▸ Requirement:
Return the whole listing exactly as it stands.

** start of Dataset records **

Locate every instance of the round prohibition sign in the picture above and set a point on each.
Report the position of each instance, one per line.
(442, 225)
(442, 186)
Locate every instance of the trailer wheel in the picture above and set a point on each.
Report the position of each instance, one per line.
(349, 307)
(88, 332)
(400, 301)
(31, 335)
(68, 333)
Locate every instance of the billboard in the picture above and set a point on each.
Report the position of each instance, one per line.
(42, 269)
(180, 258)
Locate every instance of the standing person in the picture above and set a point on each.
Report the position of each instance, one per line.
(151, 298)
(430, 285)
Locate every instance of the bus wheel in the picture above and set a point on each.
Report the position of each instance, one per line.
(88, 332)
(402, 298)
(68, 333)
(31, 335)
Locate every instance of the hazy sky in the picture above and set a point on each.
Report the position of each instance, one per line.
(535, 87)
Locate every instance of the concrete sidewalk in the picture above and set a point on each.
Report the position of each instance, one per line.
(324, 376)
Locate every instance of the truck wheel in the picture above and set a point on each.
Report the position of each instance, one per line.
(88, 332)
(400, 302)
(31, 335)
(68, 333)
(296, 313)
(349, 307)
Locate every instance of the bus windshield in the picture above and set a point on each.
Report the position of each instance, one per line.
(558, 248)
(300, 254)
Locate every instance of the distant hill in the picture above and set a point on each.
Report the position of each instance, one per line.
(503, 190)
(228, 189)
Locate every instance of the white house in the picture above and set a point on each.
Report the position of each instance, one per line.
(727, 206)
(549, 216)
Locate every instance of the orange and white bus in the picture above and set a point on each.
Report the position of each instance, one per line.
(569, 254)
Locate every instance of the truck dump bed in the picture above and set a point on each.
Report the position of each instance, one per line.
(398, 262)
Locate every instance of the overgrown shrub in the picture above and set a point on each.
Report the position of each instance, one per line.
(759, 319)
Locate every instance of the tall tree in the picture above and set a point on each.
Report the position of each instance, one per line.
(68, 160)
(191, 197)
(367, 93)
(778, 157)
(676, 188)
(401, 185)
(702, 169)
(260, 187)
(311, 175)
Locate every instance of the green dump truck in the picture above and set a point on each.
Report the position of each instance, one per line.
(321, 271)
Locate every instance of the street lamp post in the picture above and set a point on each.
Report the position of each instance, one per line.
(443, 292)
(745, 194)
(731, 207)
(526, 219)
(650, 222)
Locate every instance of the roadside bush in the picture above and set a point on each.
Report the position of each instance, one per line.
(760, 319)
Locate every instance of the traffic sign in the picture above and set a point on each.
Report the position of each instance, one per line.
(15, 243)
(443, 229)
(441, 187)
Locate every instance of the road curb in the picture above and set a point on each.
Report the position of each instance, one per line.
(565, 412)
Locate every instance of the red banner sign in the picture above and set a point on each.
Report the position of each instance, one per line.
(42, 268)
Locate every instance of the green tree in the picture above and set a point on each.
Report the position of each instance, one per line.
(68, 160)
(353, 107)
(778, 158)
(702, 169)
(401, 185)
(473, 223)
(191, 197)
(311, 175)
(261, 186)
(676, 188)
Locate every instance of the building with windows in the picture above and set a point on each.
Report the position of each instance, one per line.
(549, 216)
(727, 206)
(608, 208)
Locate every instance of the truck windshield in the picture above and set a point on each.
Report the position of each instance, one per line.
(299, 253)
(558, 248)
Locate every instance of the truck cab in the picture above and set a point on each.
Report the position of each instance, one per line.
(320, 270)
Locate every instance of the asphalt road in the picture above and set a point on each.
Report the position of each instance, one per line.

** end of Dataset records **

▸ Solution for this problem:
Locate every instance of the round prohibition sign in the picture above and set a point on each.
Report the position of each instance, one per line.
(442, 225)
(442, 186)
Locate every instance of the trailer wheel in the picture above and set a point on each.
Report the position of each instance, one per line.
(349, 307)
(88, 332)
(400, 301)
(31, 335)
(68, 333)
Locate every instance of the billboard in the picture above and set a point on each.
Report the position of each instance, one per line.
(42, 269)
(180, 258)
Locate every instance of the standing person in the picture above and set a point on each.
Report the position of each instance, one per line.
(151, 298)
(430, 285)
Locate every instance of the bus wheel in the picture above and set a point on each.
Report the position of each instance, one per line.
(88, 332)
(402, 298)
(68, 333)
(31, 335)
Locate every instance of the hazy sky in the picture above and set a point on each.
Report the position of each instance, one per line.
(535, 87)
Locate every instance of the concrete sidewalk in the picture above and set a point on each.
Report the position of each instance, one per line.
(324, 376)
Locate every instance of the truck wheel in the picture above and set a point on each.
Report the position of each instance, one per line.
(88, 332)
(400, 302)
(31, 335)
(68, 333)
(296, 313)
(349, 307)
Locate every instance of the bus windshield in the picture above and set a point on each.
Report the position of each instance, one per line.
(558, 248)
(300, 254)
Locate every instance of the distant hill in the picture above and set a point on each.
Report the position of each instance, one per line.
(503, 190)
(228, 189)
Locate every instance of the white house in the picture above and set a point on each.
Report the position of each instance, one per line.
(727, 206)
(549, 216)
Locate every instance of the orange and white bus in the picture above and set a point on each.
Report the position of each instance, one per line.
(569, 254)
Locate every instance of the truck dump bed in the picture above and set a point on each.
Report the position of each instance, one per line.
(398, 262)
Locate every instance of the overgrown shrub in the picture above and set a point on each.
Report the position of each instance, one per line.
(759, 319)
Locate every instance of the tall tree in the picture above and set a point on each.
Report the position of each instance, one per line.
(68, 160)
(191, 197)
(367, 93)
(778, 157)
(676, 188)
(401, 185)
(702, 169)
(260, 187)
(311, 175)
Locate every instance of the green dump truck in the picture above and set a point on each.
Report the position of each instance, one per line.
(321, 271)
Locate every instance of the street lamp post in the picture above and set a point on each.
Report the position of each instance, one per line.
(443, 292)
(745, 194)
(731, 207)
(526, 219)
(650, 222)
Locate every instance of the roadside bush in the picture above and set a point on each.
Report the position of each instance, one per line.
(760, 319)
Locate every instance of the traffic sign in the picture above and set a point on each.
Report the position of each instance, one per line.
(15, 243)
(443, 229)
(441, 187)
Locate every instance of the road curb in the picture above and set a point on each.
Report the position of each instance, one per line.
(565, 412)
Locate every instance of the red banner sign in the picture above and set a point on each.
Report the position of each instance, one per line.
(42, 268)
Locate every instance of the green tree in the picture above and set a point on each.
Report the position of each instance, one per line.
(68, 160)
(353, 107)
(778, 158)
(702, 169)
(401, 185)
(473, 223)
(191, 197)
(311, 175)
(261, 186)
(676, 188)
Locate every instance of the building with windows in the picture above and set a point on each.
Report the position of each instance, one per line.
(549, 216)
(727, 206)
(608, 208)
Locate every instance of the truck windshield in the picture above and set a point on each.
Report the position of each instance, one per line.
(299, 253)
(558, 248)
Locate every instance of the truck cab in the picture above and set a point on each.
Report the position of each instance, one per line.
(320, 270)
Locate every instance of the asphalt road in the picture above and set a point on each.
Report the position of each instance, one per line.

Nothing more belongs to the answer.